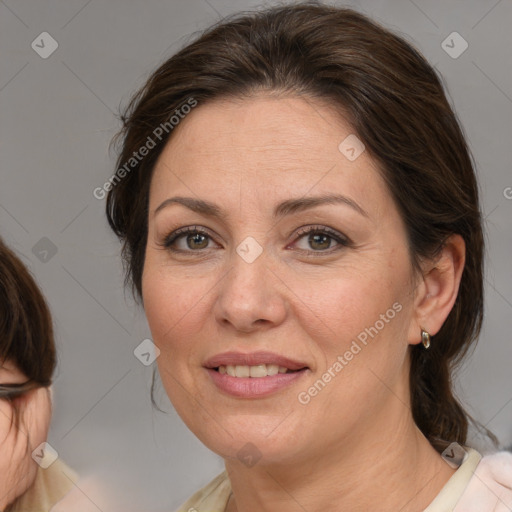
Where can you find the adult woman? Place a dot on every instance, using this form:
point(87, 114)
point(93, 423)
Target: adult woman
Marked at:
point(31, 477)
point(304, 227)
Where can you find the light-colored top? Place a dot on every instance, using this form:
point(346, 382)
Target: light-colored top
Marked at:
point(478, 485)
point(49, 487)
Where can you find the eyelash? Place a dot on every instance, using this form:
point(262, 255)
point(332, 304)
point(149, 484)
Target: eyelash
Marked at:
point(331, 233)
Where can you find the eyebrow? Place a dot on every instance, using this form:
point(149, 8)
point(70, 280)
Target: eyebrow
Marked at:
point(281, 210)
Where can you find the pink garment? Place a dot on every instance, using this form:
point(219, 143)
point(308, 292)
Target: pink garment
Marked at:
point(490, 487)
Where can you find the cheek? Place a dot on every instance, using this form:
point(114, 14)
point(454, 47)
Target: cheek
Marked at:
point(171, 305)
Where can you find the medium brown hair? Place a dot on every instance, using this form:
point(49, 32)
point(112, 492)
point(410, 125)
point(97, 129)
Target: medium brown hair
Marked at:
point(395, 103)
point(26, 329)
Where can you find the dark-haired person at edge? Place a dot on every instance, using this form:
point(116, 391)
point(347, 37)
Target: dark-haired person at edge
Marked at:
point(31, 479)
point(306, 241)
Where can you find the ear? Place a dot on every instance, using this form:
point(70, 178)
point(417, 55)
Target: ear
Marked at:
point(437, 289)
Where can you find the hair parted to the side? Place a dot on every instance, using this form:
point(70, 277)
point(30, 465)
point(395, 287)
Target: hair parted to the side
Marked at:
point(397, 106)
point(26, 328)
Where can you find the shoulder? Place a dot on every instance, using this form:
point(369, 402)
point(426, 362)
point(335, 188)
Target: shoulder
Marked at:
point(490, 487)
point(49, 487)
point(213, 497)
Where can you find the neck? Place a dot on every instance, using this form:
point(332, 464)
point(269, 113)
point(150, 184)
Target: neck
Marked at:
point(385, 469)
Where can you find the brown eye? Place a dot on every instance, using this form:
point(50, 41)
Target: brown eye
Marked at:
point(321, 239)
point(188, 239)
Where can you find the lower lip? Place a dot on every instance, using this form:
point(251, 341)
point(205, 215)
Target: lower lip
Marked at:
point(253, 387)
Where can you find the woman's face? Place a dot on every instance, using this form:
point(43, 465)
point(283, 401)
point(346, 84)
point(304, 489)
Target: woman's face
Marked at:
point(255, 287)
point(17, 468)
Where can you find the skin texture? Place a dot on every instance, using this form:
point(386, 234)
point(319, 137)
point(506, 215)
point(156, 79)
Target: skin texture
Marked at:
point(17, 468)
point(354, 446)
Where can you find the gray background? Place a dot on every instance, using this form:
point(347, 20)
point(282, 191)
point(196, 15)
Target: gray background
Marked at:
point(57, 118)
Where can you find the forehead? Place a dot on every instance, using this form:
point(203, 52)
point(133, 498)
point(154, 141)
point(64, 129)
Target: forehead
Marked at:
point(266, 145)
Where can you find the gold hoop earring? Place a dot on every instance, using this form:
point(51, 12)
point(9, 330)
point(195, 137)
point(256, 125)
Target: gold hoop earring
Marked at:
point(425, 338)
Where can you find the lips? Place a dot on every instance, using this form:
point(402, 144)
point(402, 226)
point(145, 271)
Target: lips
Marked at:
point(254, 375)
point(253, 359)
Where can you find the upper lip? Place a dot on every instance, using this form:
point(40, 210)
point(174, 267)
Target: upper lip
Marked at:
point(253, 359)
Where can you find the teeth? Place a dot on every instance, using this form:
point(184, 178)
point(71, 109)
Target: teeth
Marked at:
point(261, 370)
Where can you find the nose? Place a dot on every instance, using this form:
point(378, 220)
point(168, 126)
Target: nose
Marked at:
point(250, 296)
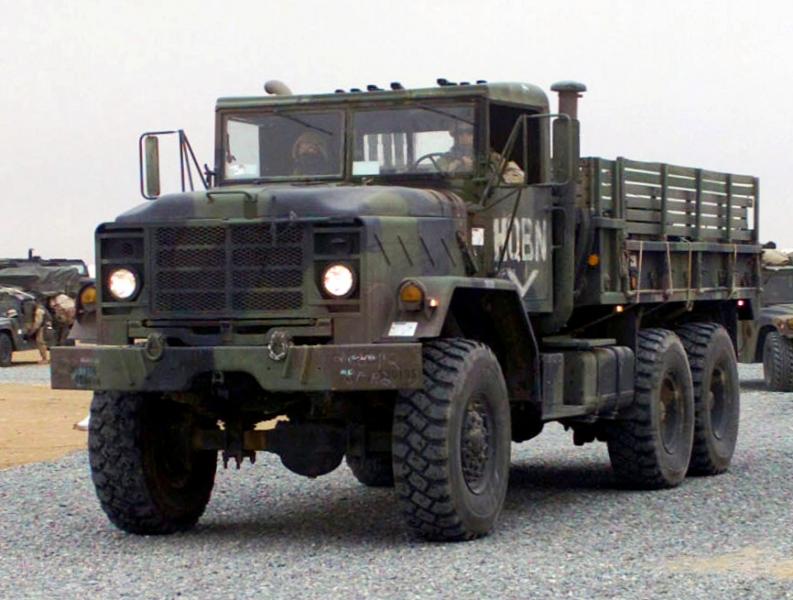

.....

PEDIDO ESCRITO -
Informe, transcrevendo-as por inteiro, todas as linhas do material acima em que aparece a palavra "medium". Maiúsculas e minúsculas contam.

RESULTADO DO EXERCÍCIO -
Where can you find the medium brown hair? Place a dot on every instance, using this form:
Target: medium brown hair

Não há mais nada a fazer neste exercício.